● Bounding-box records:
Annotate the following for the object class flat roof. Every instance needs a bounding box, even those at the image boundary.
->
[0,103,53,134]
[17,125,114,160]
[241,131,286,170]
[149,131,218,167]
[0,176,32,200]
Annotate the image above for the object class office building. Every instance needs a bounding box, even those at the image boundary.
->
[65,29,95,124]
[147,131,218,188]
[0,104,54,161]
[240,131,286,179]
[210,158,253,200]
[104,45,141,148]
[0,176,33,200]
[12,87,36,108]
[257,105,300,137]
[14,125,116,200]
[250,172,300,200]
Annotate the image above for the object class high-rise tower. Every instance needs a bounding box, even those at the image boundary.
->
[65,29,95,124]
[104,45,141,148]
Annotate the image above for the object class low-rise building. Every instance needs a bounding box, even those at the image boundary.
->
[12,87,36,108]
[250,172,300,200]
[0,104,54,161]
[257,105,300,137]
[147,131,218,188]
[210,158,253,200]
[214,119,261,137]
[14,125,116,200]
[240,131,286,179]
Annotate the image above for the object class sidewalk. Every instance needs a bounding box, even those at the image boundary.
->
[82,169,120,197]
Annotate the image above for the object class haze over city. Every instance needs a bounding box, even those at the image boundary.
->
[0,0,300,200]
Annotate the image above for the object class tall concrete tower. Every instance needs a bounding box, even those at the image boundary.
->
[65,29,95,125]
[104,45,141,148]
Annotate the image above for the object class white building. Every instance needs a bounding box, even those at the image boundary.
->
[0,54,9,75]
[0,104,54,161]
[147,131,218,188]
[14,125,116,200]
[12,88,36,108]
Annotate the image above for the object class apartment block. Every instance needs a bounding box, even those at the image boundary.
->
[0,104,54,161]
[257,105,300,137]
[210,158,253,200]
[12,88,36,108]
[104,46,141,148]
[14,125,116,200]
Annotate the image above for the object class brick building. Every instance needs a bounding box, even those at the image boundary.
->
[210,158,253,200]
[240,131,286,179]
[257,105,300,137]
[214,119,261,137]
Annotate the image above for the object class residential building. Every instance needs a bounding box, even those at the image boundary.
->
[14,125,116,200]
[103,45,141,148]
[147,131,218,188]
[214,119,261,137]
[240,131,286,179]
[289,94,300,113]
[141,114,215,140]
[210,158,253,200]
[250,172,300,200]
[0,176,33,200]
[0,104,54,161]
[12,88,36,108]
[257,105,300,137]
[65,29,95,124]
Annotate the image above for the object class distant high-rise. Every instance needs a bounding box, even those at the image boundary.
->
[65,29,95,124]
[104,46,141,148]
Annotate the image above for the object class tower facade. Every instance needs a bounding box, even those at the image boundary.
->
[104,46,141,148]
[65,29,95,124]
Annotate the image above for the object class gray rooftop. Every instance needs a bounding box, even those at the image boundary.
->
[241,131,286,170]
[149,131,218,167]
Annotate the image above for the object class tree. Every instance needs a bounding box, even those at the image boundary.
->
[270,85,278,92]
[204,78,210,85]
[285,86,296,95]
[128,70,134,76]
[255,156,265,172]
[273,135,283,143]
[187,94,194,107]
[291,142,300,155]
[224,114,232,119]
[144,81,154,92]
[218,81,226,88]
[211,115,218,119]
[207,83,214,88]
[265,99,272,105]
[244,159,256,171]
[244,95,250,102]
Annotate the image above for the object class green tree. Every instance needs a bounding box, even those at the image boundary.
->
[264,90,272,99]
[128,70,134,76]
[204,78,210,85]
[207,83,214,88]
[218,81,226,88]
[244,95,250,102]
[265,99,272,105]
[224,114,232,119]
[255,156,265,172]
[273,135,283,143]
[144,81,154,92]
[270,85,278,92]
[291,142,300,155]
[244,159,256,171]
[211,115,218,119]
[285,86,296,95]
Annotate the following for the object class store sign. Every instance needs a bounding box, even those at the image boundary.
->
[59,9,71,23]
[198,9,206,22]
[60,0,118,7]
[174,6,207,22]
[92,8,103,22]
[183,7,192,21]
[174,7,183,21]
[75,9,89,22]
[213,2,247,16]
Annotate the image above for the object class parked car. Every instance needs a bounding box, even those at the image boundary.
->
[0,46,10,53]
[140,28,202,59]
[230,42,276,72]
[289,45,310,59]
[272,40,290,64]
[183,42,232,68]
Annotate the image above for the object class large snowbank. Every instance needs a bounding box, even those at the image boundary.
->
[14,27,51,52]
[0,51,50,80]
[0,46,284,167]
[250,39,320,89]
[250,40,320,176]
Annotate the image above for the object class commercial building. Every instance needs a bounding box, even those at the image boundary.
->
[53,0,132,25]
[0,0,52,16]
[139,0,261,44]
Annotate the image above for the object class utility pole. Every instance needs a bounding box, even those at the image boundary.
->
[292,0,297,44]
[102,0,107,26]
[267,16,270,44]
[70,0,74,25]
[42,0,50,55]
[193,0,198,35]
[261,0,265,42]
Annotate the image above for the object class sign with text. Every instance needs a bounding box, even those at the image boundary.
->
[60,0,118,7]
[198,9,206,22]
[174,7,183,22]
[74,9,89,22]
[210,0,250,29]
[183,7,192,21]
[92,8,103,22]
...
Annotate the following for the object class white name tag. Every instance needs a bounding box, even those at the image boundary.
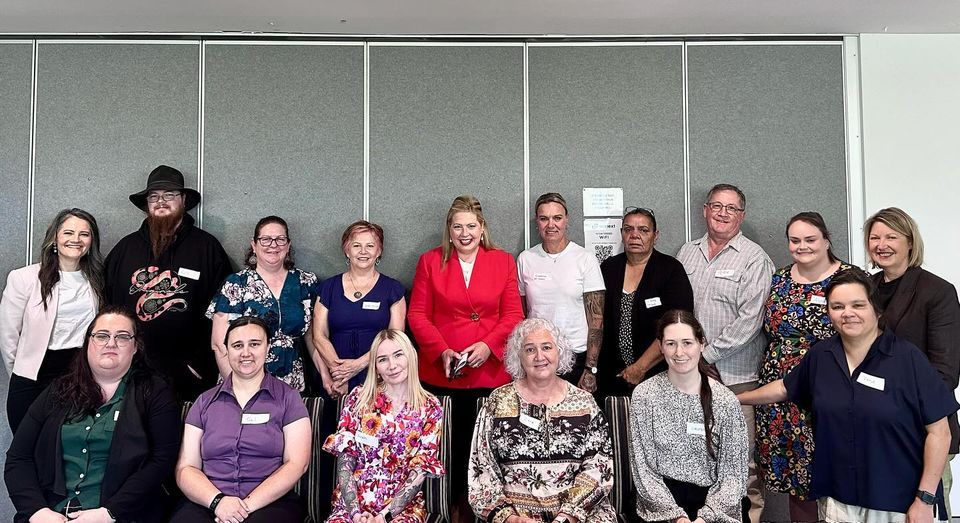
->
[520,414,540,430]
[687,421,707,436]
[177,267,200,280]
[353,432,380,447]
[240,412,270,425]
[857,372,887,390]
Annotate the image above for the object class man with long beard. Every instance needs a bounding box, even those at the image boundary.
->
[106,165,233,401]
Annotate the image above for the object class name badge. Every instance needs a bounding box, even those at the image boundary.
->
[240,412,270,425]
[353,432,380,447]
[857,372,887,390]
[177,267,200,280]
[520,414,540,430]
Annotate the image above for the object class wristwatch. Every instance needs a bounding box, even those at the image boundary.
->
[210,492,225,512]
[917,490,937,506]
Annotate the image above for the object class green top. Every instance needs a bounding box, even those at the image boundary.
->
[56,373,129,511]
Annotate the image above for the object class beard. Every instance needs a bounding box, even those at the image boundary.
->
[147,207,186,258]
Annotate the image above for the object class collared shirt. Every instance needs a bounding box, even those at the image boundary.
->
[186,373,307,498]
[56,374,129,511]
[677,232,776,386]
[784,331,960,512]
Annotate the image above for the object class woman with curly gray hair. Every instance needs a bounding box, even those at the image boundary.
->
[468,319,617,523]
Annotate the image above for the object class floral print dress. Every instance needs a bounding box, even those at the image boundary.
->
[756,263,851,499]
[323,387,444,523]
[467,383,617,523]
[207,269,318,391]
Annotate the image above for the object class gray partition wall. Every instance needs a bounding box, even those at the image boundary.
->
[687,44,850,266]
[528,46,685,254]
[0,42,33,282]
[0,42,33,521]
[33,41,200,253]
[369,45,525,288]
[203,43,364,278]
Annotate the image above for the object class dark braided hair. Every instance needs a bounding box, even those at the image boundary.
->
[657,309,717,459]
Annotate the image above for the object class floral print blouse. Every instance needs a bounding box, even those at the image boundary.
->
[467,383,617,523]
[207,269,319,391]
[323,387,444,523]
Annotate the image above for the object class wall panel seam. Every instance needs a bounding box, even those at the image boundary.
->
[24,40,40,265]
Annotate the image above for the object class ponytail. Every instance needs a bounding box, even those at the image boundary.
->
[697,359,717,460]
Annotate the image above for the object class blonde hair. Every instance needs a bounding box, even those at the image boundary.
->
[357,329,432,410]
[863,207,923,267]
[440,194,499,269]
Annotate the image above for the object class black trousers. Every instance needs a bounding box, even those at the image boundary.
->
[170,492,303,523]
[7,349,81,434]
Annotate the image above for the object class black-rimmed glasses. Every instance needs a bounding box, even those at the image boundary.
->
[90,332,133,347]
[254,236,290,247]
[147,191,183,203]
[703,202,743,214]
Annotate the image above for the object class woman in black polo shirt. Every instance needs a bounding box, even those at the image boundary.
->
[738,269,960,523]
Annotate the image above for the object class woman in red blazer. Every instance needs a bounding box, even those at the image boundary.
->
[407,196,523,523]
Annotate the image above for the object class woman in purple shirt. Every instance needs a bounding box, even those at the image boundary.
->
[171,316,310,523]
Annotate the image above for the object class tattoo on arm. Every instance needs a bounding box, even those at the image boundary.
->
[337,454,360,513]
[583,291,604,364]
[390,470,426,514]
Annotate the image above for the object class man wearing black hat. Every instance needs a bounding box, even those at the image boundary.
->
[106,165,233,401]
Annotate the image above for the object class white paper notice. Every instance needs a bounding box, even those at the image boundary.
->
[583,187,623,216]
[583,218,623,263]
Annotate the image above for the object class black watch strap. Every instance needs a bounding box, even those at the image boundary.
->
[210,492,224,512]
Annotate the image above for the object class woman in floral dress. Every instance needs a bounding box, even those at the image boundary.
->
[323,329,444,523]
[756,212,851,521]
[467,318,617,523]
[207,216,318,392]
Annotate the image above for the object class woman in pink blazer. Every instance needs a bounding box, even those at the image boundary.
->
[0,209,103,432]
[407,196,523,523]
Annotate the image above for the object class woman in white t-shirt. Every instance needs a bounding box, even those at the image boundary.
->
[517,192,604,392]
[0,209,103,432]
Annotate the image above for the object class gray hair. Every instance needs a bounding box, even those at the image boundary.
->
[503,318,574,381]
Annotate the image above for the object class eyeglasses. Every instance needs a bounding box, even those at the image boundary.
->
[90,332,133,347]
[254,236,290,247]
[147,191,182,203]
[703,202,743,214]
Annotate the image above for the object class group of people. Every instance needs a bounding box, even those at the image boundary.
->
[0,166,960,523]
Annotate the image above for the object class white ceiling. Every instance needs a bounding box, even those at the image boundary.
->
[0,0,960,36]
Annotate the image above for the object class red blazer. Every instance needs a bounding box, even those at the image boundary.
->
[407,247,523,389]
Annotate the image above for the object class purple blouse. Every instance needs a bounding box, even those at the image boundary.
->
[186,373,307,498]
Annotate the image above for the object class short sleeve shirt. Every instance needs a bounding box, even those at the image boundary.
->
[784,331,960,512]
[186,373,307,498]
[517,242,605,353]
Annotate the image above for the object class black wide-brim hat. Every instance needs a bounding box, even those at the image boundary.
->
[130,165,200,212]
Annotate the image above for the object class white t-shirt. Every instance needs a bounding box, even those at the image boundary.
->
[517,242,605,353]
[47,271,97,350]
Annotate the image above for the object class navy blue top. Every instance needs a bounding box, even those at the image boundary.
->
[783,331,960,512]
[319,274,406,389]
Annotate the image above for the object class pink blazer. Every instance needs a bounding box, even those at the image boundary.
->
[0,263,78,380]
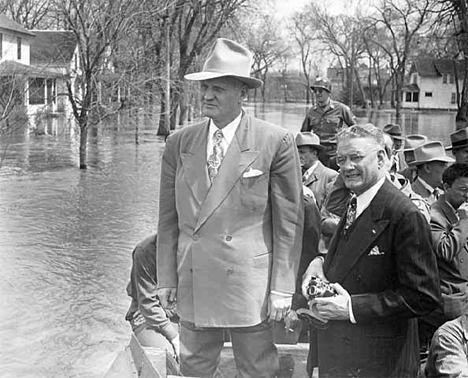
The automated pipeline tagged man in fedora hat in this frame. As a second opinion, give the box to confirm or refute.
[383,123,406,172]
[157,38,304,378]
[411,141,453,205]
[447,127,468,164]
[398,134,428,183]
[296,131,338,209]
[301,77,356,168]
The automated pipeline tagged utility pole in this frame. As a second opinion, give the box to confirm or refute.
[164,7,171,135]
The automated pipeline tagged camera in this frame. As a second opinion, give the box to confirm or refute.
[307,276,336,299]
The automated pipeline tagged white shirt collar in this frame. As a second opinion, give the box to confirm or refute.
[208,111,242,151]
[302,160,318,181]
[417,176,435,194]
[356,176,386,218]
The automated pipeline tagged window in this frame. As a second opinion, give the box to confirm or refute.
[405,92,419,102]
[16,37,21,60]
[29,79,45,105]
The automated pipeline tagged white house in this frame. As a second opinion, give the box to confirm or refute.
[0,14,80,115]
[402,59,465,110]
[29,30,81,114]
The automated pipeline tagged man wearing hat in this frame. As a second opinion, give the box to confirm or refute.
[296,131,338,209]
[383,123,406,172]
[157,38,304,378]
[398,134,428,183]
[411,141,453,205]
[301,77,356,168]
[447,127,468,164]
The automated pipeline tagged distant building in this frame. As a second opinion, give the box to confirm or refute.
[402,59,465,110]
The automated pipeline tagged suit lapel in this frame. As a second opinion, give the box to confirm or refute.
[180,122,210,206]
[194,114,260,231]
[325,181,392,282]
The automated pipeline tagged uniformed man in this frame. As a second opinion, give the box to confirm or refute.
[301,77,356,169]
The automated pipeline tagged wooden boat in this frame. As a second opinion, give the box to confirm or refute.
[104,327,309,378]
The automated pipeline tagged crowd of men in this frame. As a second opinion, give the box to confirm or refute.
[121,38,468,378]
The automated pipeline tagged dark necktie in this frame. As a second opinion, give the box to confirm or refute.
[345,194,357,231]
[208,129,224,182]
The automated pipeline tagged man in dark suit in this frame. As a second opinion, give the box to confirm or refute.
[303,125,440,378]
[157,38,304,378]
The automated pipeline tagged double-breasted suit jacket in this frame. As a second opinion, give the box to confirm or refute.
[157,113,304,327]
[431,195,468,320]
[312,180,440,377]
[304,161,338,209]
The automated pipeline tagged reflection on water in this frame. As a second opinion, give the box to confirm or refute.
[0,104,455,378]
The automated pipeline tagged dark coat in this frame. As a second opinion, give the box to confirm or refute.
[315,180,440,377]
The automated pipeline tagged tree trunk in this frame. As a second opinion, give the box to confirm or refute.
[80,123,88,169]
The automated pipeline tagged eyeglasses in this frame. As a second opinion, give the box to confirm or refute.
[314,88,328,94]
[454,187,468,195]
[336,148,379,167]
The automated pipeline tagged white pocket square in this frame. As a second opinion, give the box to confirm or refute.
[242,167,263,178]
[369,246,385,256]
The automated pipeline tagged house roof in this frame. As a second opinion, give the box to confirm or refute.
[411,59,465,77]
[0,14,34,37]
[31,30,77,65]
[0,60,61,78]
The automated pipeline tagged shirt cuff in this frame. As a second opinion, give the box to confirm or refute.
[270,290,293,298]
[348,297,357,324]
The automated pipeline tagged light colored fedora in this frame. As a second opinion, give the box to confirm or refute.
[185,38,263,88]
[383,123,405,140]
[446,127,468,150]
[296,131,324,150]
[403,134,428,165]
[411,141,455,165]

● Work to complete: Copy out everything in the listing from the line containing "Annotate the image above for the object class pink" down to the line containing "[208,129,224,182]", keeping both of those lines. Leave the pictures out of your answer.

● Reply to the task:
Annotate the image above for the object class pink blazer. Every instance needs a bounding box, even those at the image boundary.
->
[0,263,78,380]
The automated pipeline tagged man in fedora hat in this frame. As a second opinion, give the box to confirm or refute.
[383,123,406,172]
[157,38,304,378]
[411,141,453,205]
[447,127,468,164]
[398,134,428,183]
[296,131,338,209]
[301,77,356,168]
The automated pipeline tagged utility pole in this frame. As a second opinion, give the box to confirm or refute.
[164,7,171,135]
The automated pipeline tagged camera in this frame. As a second opinion, give the box to confirm or refute.
[307,276,336,299]
The automated pipeline tagged white shirt collar in this frame. As a second opinion, give the box to confirm or refute.
[208,111,242,151]
[302,160,318,181]
[417,176,435,194]
[356,176,386,218]
The automated pipeline tagged window in this frame. As a second opinion, give the box to confirm or refute.
[405,92,419,102]
[16,37,21,60]
[29,79,45,105]
The automated pipeline tagged white house in this frame. As a second opinion, give the box to confirm or refute.
[0,14,80,115]
[402,59,465,110]
[29,30,81,114]
The automated pipeline tagged man wearing hat in this frame. As a second opinion, give the box to confirm or refute.
[296,131,338,209]
[383,123,406,172]
[157,38,304,378]
[398,134,428,183]
[411,141,453,205]
[301,77,356,168]
[447,127,468,164]
The automated pipeline tagged distant building in this frame. As a second opinion, give the box to confirm or refute.
[402,59,465,110]
The automated pipeline tagged suit lapel in this frame. As a second opinion, give the box to confirm or refute.
[180,122,210,206]
[194,114,260,231]
[325,181,392,282]
The automated pipeline tagged uniformed man in this frame. As a second opinion, give the box to confirm or refute.
[301,77,356,169]
The automated pipeline tagged wooden boat in this frame. As a second opinion, give the box to confirm or refute.
[104,327,309,378]
The automated pipeline tagged crowd of men in this frame. As a second opinion, give the box to confirm or refute.
[121,38,468,378]
The automated pipeline tagged dark necktie in this frame. As a second opinion, give the box to confirm or refute.
[345,194,357,231]
[208,129,224,182]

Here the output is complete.